Big-O time complexity for this recursive Fibonacci?
I have a program that prints Fibonacci Series using Recursion. There are better methods for it, but I was asked to use recursion so i had to do it this way.
Here is the program:
#include <stdio.h>
#define TERMS 10
long fibo(int);
int main(void){
for(int i = 1; i <= TERMS; i++) {
printf("%ld", fibo(i));
}
return 0;
}
long fibo(int n){
if (n < 3) {
return 1;
}
else {
return fibo(n - 1) + fibo(n - 2);
}
}
I know this is really a bad approach for the Fibonacci Series and this is clear from above as TERMS get to be more than 35, the program takes a lot of time to complete.
I have gone through this answer and could not understand how they solved it but it looks like
Time complexity for fibo(int n) is O(2^n)
Again I maybe completely wrong, but all I want to is :
What is the Time-Complexity for this complete program, Explain briefly how you calculated it?
If you have a better approach for calculating Fibonacci using recursion, it is also welcome.
Answer
c(fibo(n)) = c(fibo(n - 1)) + c(fibo(n - 2)) + O(1)
Note that the complexity follows the exact formula as the series since all computational branches always end in leaves valued 1 so the exact (theta) complexity can accurately be computed by the closed formula for the Fibonacci series itself
but that's out of the scope of your question, all we need to note here is that
c(fibo(n)) < 2 * c(fibo(n - 1))
All we need now is to solve the upper bound series defined by
an = 2 * an-1 (a1,2 = 1)
results in
an = 2^n
So, you get the upper O bound you wanted of 2^n.
if you run it several times you will get
sigma(c(fib(n))) from 1 to TERMS = O(2^(TERMS + 1) - 1)
which is a simple mathematical fact, meaning that in your case (TERMS = 10) you get
2^11 - 1 = 2047
As for your question regarding a better way to do this recursively...
int fib(int n, int val = 1, int prev = 0)
{
if (n == 0) {
return prev;
}
if (n == 1) {
return val;
}
return fib(n - 1, val + prev, val);
}
This is what's called a tail recursion and takes O(n) (in fact it can be optimized by a good compiler to be implemented as a loop and will then also use up a constant memory consumption)

**Brief A:** Reproduce the passage of the recursive Fibonacci thread starting with "Again I maybe" and going on through "is also welcome.", word for word.

**Data excerpts:**
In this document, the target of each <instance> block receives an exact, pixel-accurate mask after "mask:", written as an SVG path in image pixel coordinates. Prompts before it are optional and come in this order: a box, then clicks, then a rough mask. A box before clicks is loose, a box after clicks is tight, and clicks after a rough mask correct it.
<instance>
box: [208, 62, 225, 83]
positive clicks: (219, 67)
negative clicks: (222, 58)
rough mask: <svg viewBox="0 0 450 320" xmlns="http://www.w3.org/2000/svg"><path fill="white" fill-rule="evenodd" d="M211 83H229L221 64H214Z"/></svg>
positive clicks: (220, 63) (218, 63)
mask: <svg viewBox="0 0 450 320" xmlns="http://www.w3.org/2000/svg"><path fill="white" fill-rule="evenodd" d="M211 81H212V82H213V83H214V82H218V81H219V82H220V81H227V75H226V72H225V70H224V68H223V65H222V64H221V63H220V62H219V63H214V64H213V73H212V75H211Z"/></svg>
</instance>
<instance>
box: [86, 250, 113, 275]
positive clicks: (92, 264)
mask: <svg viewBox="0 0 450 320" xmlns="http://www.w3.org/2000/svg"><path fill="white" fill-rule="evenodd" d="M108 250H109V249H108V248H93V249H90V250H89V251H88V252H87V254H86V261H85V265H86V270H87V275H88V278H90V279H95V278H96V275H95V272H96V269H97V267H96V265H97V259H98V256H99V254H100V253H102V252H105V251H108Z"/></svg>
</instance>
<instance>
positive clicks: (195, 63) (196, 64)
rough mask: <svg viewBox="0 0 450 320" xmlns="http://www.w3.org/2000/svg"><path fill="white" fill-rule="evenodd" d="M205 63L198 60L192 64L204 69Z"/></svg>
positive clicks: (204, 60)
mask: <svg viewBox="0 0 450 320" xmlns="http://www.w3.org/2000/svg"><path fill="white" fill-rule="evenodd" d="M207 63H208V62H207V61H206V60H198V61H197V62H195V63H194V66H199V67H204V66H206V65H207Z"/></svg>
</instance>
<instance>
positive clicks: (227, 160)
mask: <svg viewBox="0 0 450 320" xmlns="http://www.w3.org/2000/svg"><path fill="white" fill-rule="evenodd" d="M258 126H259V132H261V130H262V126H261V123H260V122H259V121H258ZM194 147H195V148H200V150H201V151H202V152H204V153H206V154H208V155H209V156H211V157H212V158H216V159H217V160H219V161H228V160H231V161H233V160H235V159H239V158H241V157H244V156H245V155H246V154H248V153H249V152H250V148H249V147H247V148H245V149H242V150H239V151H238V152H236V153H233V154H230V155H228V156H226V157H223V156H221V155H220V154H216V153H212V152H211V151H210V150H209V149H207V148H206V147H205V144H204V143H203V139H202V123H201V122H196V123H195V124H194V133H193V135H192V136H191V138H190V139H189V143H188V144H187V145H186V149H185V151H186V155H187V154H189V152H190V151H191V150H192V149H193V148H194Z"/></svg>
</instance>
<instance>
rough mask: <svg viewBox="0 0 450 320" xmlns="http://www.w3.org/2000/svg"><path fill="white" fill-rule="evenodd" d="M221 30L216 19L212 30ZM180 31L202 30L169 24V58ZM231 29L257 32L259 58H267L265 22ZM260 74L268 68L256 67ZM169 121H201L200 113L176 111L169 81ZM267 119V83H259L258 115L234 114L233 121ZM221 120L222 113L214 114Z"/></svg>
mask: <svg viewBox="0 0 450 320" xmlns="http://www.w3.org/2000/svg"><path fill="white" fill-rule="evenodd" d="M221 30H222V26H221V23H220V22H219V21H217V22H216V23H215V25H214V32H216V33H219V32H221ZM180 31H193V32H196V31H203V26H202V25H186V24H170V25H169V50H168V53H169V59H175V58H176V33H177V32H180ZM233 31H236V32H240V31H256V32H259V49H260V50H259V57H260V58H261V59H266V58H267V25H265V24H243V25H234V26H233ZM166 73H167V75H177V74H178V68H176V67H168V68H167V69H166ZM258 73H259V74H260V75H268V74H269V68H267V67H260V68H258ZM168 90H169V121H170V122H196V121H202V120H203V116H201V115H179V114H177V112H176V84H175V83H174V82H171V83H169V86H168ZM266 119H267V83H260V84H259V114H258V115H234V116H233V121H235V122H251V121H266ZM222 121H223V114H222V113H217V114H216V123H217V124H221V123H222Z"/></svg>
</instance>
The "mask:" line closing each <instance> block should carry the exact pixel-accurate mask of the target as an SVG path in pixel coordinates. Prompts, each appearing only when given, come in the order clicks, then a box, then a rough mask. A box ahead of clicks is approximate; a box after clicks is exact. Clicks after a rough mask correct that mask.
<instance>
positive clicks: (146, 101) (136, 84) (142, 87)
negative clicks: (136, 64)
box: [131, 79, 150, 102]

**Brief B:** Return each line of the records that contains the string "negative", treating uppercase and lowercase as different.

**Task solution A:**
Again I maybe completely wrong, but all I want to is :
What is the Time-Complexity for this complete program, Explain briefly how you calculated it?
If you have a better approach for calculating Fibonacci using recursion, it is also welcome.

**Task solution B:**
negative clicks: (222, 58)
negative clicks: (136, 64)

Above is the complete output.